■ Passage provided ■

Babes, Zombies, Ken and Ryu: How London Got A Taste Of The Nintendo 3DS
I don’t know about you, but when someone says “Nintendo” to me, I don’t automatically think “super vixens” and “the zombie apocalypse”. But then, until last weekend, I’d never been to a Nintendo event held in an old brewery in the trendy Whitechapel area of East London.
Brick Lane on a Saturday is a haze of red lipstick, artfully frayed silk and vintage cigarette holders, so perhaps I shouldn’t have been surprised when I was greeted at the door of The Old Truman Brewery by a team of foxy women with swishy hair and high heels. Still, gaming doesn’t often attempt to be glamourous (no, Final Fantasy cosplay is not glamourous), so it was with curiosity that I allowed myself to be ushered up the Truman Brewery’s stairs to a whitewashed, windowless gallery.
Here, about fifty other people were milling around, staring at the floor and giggling. I looked down, and saw that multi-coloured lights were being projected wherever they set their feet, making it look as though their footsteps were creating ripples of light on the ground. Stepping forward, I watched as multi-coloured circles bubbled up around my boots.
This was an archetypal Nintendo toy: simple, colourful, obvious, and the perfect leveller for the diverse collection of people who’d decided to spend their Saturday afternoon playing with arguably the most significant hardware release of 2011. “Everyone is welcome”, the lights seemed to chant, “come and have a play”.

■ Stated problem a ■
Update the entries from the line with "Box each throw pillow you see." up to and including the final line, changing "sofa armrest" to "couch armrest" and leaving everything else unchanged.

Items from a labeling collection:
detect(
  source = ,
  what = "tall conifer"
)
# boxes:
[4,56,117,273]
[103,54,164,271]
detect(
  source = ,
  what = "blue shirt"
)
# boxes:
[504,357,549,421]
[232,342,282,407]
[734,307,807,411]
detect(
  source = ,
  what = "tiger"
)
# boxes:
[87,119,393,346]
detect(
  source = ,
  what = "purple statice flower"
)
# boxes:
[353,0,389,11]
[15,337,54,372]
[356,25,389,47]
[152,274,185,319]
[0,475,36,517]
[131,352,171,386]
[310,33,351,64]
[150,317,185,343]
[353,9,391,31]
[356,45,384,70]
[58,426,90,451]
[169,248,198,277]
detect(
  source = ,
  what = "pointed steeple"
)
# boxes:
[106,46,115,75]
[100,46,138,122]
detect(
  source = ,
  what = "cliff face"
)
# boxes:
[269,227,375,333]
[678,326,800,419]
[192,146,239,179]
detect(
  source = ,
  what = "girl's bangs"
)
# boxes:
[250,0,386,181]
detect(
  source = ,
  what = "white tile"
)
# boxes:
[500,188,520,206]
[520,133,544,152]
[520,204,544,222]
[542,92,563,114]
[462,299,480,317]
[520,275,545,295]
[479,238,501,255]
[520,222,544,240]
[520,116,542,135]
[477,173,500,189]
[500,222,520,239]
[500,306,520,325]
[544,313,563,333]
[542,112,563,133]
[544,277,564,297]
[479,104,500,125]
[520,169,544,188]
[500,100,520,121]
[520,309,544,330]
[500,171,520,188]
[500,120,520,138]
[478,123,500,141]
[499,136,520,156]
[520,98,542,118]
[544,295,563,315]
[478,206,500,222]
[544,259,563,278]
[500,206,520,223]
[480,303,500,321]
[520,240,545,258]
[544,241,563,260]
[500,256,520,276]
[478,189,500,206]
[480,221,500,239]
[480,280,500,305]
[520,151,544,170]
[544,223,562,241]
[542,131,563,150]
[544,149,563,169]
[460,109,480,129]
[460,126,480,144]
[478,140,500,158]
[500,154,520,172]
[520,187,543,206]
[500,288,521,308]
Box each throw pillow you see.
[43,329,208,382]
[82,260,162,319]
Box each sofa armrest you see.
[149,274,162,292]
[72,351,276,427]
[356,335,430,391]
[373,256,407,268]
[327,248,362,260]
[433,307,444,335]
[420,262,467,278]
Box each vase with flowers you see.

■ Stated problem b ■
Does each statement agree with the passage about the London Nintendo 3DS event? Answer yes or no and quote the deciding words. (i) The event took place in an old brewery in East London. (ii) Roughly a hundred people were in the gallery. (iii) The gallery had windows.

■ Full solution a ■
Box each throw pillow you see.
[43,329,208,382]
[82,260,162,319]
Box each couch armrest you see.
[149,274,162,292]
[72,351,276,427]
[356,335,430,391]
[373,256,407,268]
[327,248,362,260]
[433,307,444,335]
[420,262,467,278]
Box each vase with flowers you see.

■ Full solution b ■
(i) Yes: "a Nintendo event held in an old brewery in the trendy Whitechapel area of East London"
(ii) No: "about fifty other people were milling around"
(iii) No: "a whitewashed, windowless gallery"